■ **Work instructions**
Word for word, transcribe the data below from the line with "Target: white paper" to the line with "Note: annotate every instance of the chair", keeping both of those lines.

[Start of section]

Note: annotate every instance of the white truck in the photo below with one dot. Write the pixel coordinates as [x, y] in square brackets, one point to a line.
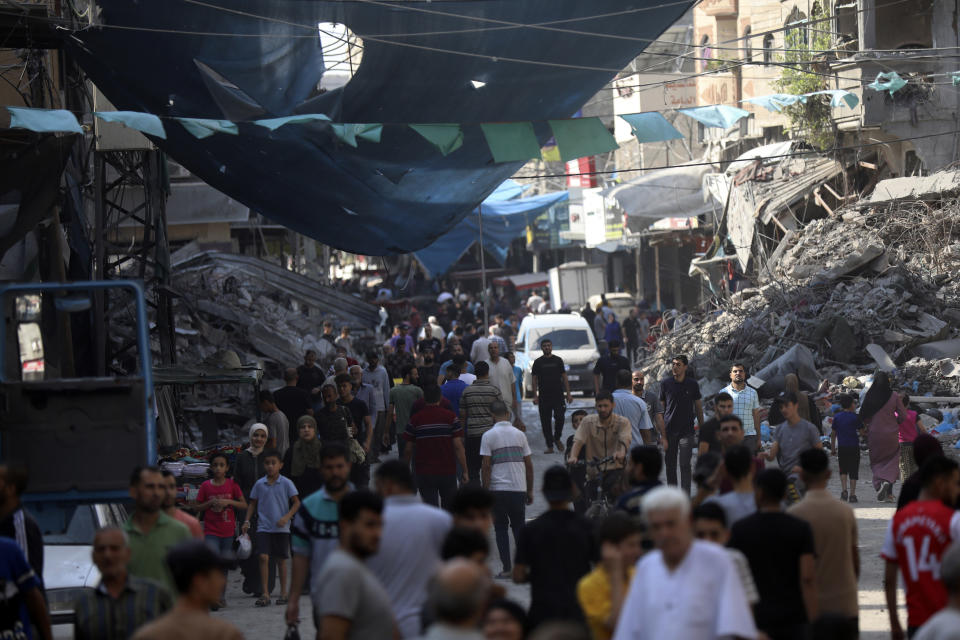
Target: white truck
[573, 283]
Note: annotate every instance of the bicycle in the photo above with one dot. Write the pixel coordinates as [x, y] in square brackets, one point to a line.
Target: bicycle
[600, 505]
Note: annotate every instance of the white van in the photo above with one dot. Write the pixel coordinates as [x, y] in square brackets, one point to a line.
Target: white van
[572, 340]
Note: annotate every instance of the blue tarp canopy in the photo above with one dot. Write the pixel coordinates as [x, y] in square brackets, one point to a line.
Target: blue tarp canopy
[423, 62]
[504, 218]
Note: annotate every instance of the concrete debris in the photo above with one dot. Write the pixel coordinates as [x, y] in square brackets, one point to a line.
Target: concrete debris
[883, 273]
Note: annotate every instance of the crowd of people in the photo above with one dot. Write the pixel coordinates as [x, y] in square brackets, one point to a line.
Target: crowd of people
[374, 486]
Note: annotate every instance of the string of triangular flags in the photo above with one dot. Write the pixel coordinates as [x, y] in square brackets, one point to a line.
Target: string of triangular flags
[507, 141]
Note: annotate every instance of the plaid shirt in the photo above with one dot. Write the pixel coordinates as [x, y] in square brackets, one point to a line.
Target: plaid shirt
[99, 616]
[744, 402]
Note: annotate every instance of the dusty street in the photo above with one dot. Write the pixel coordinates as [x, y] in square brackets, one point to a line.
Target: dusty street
[872, 518]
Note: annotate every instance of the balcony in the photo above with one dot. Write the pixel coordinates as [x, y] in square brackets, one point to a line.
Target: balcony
[718, 8]
[716, 88]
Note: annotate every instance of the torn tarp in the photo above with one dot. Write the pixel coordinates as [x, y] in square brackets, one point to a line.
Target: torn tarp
[503, 220]
[421, 63]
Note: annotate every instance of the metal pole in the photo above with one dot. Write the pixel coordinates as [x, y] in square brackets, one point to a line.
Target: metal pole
[483, 272]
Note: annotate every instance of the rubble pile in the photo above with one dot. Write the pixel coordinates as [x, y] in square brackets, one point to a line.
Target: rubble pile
[884, 271]
[265, 314]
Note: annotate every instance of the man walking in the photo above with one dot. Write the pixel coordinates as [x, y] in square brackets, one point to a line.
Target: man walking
[507, 471]
[549, 383]
[315, 529]
[607, 367]
[349, 603]
[632, 408]
[792, 438]
[554, 552]
[780, 550]
[200, 576]
[150, 531]
[15, 522]
[502, 377]
[686, 588]
[293, 401]
[476, 416]
[121, 603]
[653, 403]
[402, 398]
[916, 540]
[603, 435]
[680, 397]
[434, 440]
[835, 542]
[409, 554]
[746, 405]
[278, 429]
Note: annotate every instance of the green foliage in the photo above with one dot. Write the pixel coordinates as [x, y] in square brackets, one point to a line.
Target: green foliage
[812, 121]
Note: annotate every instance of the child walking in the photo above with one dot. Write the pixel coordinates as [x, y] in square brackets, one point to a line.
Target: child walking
[216, 500]
[845, 443]
[274, 497]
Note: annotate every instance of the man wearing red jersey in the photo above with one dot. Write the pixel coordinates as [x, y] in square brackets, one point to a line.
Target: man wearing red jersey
[916, 540]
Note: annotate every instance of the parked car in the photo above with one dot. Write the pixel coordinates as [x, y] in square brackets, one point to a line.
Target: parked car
[621, 303]
[572, 340]
[68, 567]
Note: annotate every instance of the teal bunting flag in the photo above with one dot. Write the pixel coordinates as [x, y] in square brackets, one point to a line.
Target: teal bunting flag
[651, 127]
[44, 120]
[142, 122]
[580, 137]
[447, 138]
[511, 141]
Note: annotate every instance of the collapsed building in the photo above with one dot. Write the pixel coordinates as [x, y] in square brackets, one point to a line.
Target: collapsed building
[874, 286]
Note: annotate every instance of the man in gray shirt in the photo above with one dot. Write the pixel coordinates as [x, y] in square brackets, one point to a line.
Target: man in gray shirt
[793, 437]
[409, 556]
[349, 602]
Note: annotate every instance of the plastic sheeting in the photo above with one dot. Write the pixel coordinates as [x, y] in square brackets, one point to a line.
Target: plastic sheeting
[503, 220]
[676, 192]
[419, 64]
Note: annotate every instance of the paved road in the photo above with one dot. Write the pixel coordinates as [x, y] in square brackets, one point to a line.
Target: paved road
[872, 518]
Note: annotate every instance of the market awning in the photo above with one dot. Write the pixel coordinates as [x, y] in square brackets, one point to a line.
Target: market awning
[503, 220]
[523, 281]
[663, 193]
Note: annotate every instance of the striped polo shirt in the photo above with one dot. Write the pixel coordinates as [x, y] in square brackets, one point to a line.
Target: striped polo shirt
[432, 430]
[475, 401]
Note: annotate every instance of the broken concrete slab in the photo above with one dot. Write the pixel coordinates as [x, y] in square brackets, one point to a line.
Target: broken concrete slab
[939, 350]
[927, 188]
[881, 357]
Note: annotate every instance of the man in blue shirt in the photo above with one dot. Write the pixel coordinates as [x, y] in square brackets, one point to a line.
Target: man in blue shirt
[21, 601]
[633, 409]
[453, 388]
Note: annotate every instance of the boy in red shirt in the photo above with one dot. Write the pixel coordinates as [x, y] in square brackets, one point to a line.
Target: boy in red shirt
[216, 500]
[916, 540]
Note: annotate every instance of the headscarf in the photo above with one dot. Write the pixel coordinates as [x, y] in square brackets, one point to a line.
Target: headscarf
[257, 426]
[306, 455]
[792, 383]
[877, 396]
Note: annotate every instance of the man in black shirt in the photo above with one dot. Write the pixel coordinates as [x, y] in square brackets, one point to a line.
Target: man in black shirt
[309, 375]
[549, 382]
[680, 397]
[631, 331]
[360, 413]
[780, 550]
[554, 552]
[607, 368]
[710, 431]
[293, 402]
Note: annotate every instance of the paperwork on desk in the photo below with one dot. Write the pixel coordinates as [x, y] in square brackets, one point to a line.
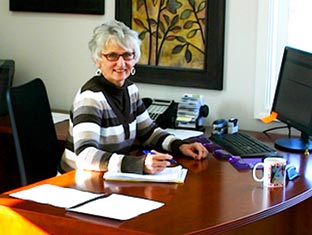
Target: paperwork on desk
[114, 206]
[175, 174]
[183, 133]
[59, 117]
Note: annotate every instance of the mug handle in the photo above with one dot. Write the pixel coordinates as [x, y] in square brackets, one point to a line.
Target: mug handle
[254, 170]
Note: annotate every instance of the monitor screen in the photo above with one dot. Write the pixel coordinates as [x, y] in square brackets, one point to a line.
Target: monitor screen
[7, 68]
[293, 98]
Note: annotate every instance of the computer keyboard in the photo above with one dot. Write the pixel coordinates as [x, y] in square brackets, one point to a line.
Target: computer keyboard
[243, 145]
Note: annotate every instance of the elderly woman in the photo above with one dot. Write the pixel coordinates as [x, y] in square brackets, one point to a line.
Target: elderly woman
[108, 115]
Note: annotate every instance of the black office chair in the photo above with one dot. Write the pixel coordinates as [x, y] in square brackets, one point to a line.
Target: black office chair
[37, 148]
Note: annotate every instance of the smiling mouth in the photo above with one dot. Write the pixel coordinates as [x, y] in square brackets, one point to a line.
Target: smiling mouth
[120, 70]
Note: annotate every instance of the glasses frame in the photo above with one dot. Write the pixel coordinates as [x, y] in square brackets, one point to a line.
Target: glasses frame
[122, 55]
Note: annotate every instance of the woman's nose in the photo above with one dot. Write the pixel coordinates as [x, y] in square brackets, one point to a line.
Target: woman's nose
[121, 61]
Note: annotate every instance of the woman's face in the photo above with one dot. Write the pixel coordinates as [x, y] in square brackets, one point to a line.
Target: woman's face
[116, 64]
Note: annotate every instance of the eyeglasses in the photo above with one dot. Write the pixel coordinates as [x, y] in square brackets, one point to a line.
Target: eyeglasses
[114, 56]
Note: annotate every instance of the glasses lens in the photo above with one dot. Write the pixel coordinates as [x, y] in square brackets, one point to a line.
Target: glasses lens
[127, 56]
[114, 56]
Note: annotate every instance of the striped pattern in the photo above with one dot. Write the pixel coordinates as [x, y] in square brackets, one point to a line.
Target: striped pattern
[104, 134]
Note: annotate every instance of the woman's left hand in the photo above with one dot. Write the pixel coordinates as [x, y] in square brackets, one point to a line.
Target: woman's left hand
[195, 150]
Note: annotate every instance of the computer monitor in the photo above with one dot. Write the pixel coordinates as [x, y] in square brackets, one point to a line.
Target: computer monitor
[293, 99]
[7, 68]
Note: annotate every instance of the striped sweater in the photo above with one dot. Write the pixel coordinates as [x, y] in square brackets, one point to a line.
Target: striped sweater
[105, 121]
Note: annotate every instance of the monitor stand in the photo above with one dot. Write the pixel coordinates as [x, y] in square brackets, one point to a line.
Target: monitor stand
[293, 144]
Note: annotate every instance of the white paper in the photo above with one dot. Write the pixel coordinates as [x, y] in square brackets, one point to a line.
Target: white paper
[55, 195]
[184, 134]
[118, 206]
[175, 174]
[59, 117]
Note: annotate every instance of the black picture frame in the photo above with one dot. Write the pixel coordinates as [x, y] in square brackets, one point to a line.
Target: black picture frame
[59, 6]
[211, 77]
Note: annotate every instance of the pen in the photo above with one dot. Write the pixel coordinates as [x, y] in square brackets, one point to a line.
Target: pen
[169, 160]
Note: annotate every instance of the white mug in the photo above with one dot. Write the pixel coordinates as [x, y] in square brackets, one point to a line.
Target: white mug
[274, 173]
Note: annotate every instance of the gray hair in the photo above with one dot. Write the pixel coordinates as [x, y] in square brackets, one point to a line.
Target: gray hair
[116, 32]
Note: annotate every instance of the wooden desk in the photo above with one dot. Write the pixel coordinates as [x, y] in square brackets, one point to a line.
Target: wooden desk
[215, 199]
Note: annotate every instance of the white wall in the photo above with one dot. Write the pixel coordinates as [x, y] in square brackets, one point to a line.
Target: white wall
[54, 48]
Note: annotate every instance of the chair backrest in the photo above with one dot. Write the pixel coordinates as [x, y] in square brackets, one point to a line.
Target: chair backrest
[36, 144]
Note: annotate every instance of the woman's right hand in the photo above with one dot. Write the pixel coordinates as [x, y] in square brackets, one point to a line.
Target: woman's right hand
[156, 162]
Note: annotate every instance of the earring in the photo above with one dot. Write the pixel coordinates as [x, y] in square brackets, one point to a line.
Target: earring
[98, 72]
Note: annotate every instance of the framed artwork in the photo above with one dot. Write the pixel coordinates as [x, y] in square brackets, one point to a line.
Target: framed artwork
[59, 6]
[182, 41]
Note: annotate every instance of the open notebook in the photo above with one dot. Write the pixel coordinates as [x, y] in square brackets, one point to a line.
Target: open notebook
[175, 174]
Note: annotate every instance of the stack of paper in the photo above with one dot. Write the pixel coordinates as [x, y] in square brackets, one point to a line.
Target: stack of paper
[188, 111]
[114, 206]
[175, 174]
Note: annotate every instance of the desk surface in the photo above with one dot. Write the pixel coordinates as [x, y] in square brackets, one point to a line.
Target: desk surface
[215, 198]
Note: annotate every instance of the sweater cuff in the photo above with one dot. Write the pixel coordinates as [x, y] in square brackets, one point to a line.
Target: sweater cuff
[133, 164]
[175, 146]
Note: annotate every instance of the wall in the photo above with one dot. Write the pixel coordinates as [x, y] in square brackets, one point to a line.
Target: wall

[End of section]

■ **Exercise response**
Target: white paper
[55, 195]
[184, 134]
[118, 206]
[175, 174]
[59, 117]
Note: annotate every instance of the black picture frame in the photo above with one dot. Write the pixel coordinates as [x, y] in square brackets, one point to a line.
Target: black picture frame
[59, 6]
[211, 77]
Note: annotate every instance of the pen in the photo above with one dot. Write the pixel coordinates as [x, y] in square brackets, one point to a line.
Target: pen
[169, 160]
Note: annotate every instance of the white mug in the photo above with one dot. Write the pixel coordinates as [x, y] in square brackets, one point to a line.
Target: white mug
[274, 173]
Note: annotate every instance of the gray hair in the photo above with one dot. Write the pixel coordinates as [x, y] in square brackets, one point to a line.
Target: gray hair
[116, 32]
Note: annotate every instance of the wooden desk in the photo above with one dot. Write the pixel coordinates as [x, y] in square brackets, one point to a line.
Target: wooden desk
[215, 199]
Note: annotate every instance of the white wall in the photo above with one dot. Write the pixel coordinates as [x, y] in square brackets, one point to a line.
Target: white wall
[54, 48]
Note: annotate every instance of the chair backrest in the photo above with one dot. Write the pixel coordinates as [x, y] in square brackets, one point to a line.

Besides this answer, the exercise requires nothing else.